begin Given records

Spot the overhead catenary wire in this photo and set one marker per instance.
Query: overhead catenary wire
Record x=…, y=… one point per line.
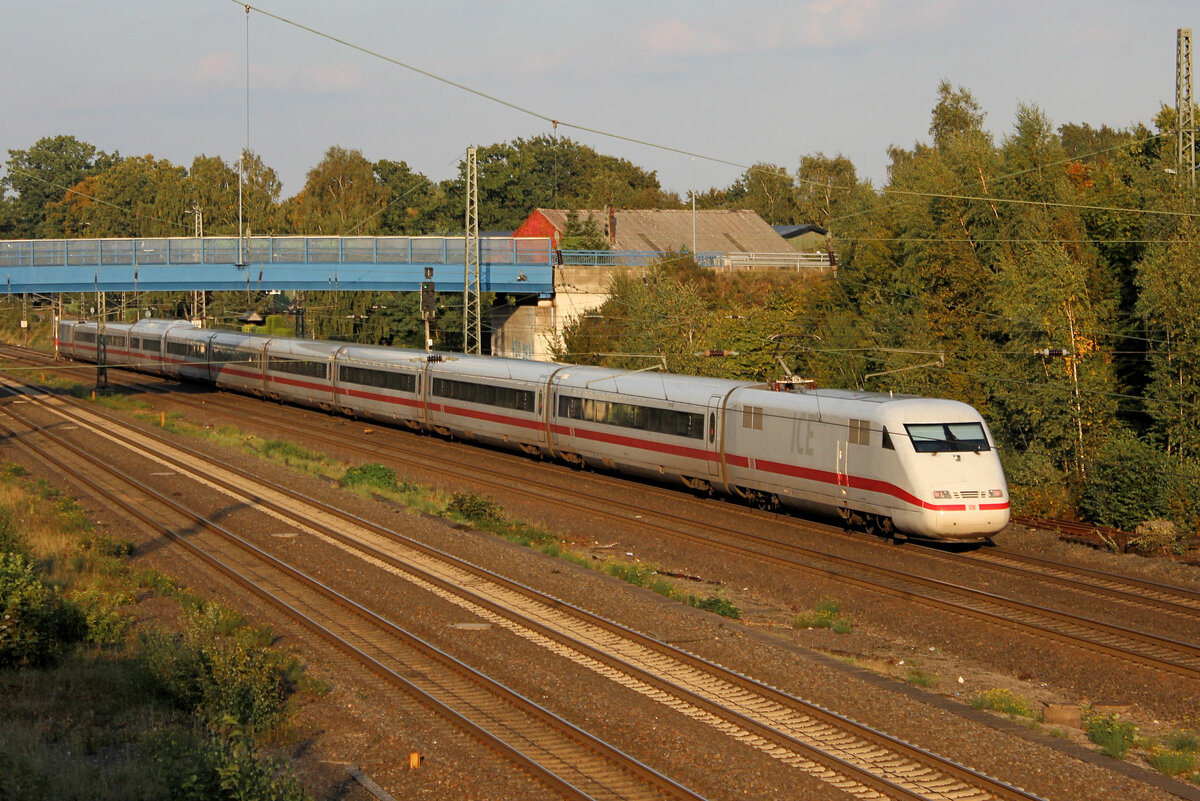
x=611, y=134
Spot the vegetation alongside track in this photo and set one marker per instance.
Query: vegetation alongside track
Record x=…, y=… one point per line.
x=96, y=700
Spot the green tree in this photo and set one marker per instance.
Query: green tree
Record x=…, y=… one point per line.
x=43, y=174
x=417, y=205
x=138, y=197
x=1169, y=283
x=582, y=234
x=765, y=188
x=35, y=622
x=341, y=197
x=826, y=188
x=551, y=173
x=213, y=186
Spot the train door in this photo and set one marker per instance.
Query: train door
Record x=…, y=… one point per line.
x=714, y=438
x=841, y=443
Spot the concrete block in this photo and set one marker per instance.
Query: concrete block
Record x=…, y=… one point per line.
x=1111, y=708
x=1068, y=715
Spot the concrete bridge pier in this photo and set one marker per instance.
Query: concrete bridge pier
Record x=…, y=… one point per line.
x=528, y=327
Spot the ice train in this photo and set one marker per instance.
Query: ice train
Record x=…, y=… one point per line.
x=901, y=465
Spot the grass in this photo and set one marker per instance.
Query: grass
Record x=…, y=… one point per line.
x=918, y=676
x=465, y=507
x=1177, y=754
x=1002, y=700
x=1111, y=734
x=97, y=721
x=825, y=615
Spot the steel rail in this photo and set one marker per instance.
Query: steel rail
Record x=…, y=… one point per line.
x=687, y=527
x=526, y=706
x=963, y=774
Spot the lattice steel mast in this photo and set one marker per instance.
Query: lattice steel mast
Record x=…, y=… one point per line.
x=1185, y=108
x=472, y=338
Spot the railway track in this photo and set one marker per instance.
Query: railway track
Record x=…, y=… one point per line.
x=564, y=758
x=863, y=762
x=1161, y=652
x=1175, y=656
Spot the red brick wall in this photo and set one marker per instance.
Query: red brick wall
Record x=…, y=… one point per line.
x=537, y=224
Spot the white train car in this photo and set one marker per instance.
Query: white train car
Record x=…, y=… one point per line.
x=147, y=342
x=382, y=384
x=300, y=371
x=235, y=361
x=495, y=401
x=651, y=425
x=871, y=458
x=894, y=464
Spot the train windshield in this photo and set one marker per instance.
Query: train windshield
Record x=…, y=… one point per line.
x=942, y=438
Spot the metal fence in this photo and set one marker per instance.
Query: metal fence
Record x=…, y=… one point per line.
x=268, y=250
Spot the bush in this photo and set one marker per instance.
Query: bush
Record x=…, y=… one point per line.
x=1002, y=700
x=11, y=538
x=1158, y=537
x=1182, y=497
x=1111, y=734
x=1173, y=763
x=474, y=509
x=718, y=604
x=921, y=678
x=99, y=606
x=1036, y=485
x=1125, y=485
x=371, y=475
x=222, y=764
x=221, y=668
x=35, y=622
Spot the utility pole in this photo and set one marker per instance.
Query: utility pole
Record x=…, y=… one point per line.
x=101, y=339
x=199, y=299
x=1185, y=107
x=472, y=338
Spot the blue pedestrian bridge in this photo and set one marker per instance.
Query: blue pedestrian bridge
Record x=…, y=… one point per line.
x=312, y=263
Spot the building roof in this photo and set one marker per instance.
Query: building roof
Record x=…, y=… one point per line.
x=791, y=232
x=671, y=229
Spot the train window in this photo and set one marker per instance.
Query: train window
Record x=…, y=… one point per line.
x=751, y=417
x=484, y=393
x=299, y=367
x=943, y=438
x=221, y=354
x=628, y=415
x=379, y=378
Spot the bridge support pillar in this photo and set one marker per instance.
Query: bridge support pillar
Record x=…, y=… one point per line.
x=525, y=329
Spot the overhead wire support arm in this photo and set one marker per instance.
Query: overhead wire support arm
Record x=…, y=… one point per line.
x=472, y=337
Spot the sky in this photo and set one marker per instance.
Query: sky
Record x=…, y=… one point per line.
x=757, y=80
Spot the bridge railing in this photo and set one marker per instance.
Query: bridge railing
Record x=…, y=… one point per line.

end Given records

* _Written instruction_: Write out every line of the records above as a numbered list, skipping blank lines and omitting the pictures.

* _Response to the task_:
1. Spot the overhead catenary wire in this photo and set one marker per instance.
2. Query: overhead catenary wire
3. Record x=…, y=… one point per line.
4. x=611, y=134
5. Spot the vegetation alongside track in this photo and set one marker per instance.
6. Query: vegetation alongside track
7. Record x=…, y=… one point per line.
8. x=96, y=700
9. Spot the green tree in this photo and set one marker per instance.
10. Query: green tree
11. Record x=…, y=… one point per line.
12. x=43, y=174
13. x=417, y=205
14. x=138, y=197
15. x=1169, y=283
16. x=582, y=234
17. x=765, y=188
18. x=35, y=622
19. x=341, y=197
20. x=826, y=188
21. x=551, y=173
22. x=213, y=186
23. Spot the train door in this photo and set one marker per instance.
24. Query: train door
25. Record x=…, y=… one point per line.
26. x=714, y=438
27. x=841, y=443
28. Spot the concrete block in this photo and set one marker per instance.
29. Query: concrete block
30. Record x=…, y=… one point per line.
31. x=1111, y=708
32. x=1068, y=715
33. Spot the concrete bridge pier in this photo and set one marker per instance.
34. Query: concrete bridge pier
35. Record x=…, y=… one point per line.
36. x=528, y=327
37. Spot the ice train in this photo and set one marker per instance.
38. Query: ice train
39. Record x=…, y=… one point per line.
40. x=901, y=465
41. Spot the grass in this photo and set one marker per instance.
42. Query: grass
43. Record x=…, y=… one point per line.
44. x=918, y=676
45. x=465, y=507
46. x=1177, y=754
47. x=1002, y=700
48. x=1111, y=734
49. x=97, y=721
50. x=825, y=615
51. Spot the steel rail in this photo and set one marker per instance.
52. Query: steel rail
53. Record x=…, y=… one point per line.
54. x=687, y=527
55. x=526, y=706
56. x=963, y=774
57. Spot the lattice steel mast in this photo and set one marker per instance.
58. Query: lattice steel mast
59. Record x=…, y=… one point per line.
60. x=1185, y=108
61. x=472, y=338
62. Spot the railway track in this photo and set one marker per instance.
63. Query: railway track
64. Record x=…, y=… one point per line.
65. x=564, y=758
66. x=863, y=762
67. x=1161, y=652
68. x=1175, y=656
69. Spot the red brick wall in this photo and set one marker per instance.
70. Query: red brick wall
71. Record x=…, y=… one point per line.
72. x=537, y=224
73. Spot the white train car in this photo and set one marker per instance.
74. Query: white train car
75. Record x=…, y=… one point per line.
76. x=147, y=342
77. x=382, y=384
78. x=300, y=371
79. x=235, y=361
80. x=495, y=401
81. x=651, y=425
82. x=871, y=458
83. x=894, y=464
84. Spot the train windshield in this photo and set one marker per instance.
85. Query: train windshield
86. Record x=…, y=… one point per line.
87. x=942, y=438
88. Spot the metal fence in this photo and set one marker per instance.
89. Query: metal fence
90. Record x=…, y=… one point per line.
91. x=268, y=250
92. Spot the bush in this photo and set one marker per instance.
93. Query: bush
94. Record x=…, y=… one point per line.
95. x=1002, y=700
96. x=11, y=538
97. x=1158, y=537
98. x=1182, y=497
99. x=1111, y=734
100. x=1173, y=763
101. x=474, y=509
102. x=718, y=604
103. x=921, y=678
104. x=99, y=606
105. x=1036, y=485
106. x=1125, y=485
107. x=371, y=475
108. x=222, y=764
109. x=221, y=668
110. x=35, y=622
111. Spot the utility pole in this photo and set one marker per instance.
112. Query: utility pole
113. Record x=…, y=… one point per line.
114. x=101, y=339
115. x=199, y=299
116. x=1185, y=107
117. x=472, y=338
118. Spot the blue pedestrian bridge in this photo and set one marker per instance.
119. Query: blue pedestrian bridge
120. Record x=…, y=… one point per line.
121. x=312, y=263
122. Spot the building roof in this photo and set one marker per instance.
123. Query: building roof
124. Record x=…, y=… one point per line.
125. x=791, y=232
126. x=671, y=229
127. Spot the train window in this photo and set one marker per instance.
128. Query: train window
129. Record x=…, y=… one point per line.
130. x=751, y=417
131. x=484, y=393
132. x=299, y=367
133. x=943, y=438
134. x=221, y=354
135. x=628, y=415
136. x=379, y=378
137. Spot the bridge support pillar in this photo and set one marker per instance.
138. Query: bridge support pillar
139. Record x=…, y=… one point per line.
140. x=525, y=329
141. Spot the overhead wire support arm in this photo and set one marker per instance.
142. Query: overhead wire support arm
143. Record x=…, y=… one point per line.
144. x=472, y=337
145. Spot the sky in this photo and set one marker per instance.
146. Query: sky
147. Record x=…, y=… one point per line.
148. x=757, y=80
149. Spot the bridge railing in this photo and set one marker per instance.
150. Query: bridge railing
151. Record x=…, y=… one point per line.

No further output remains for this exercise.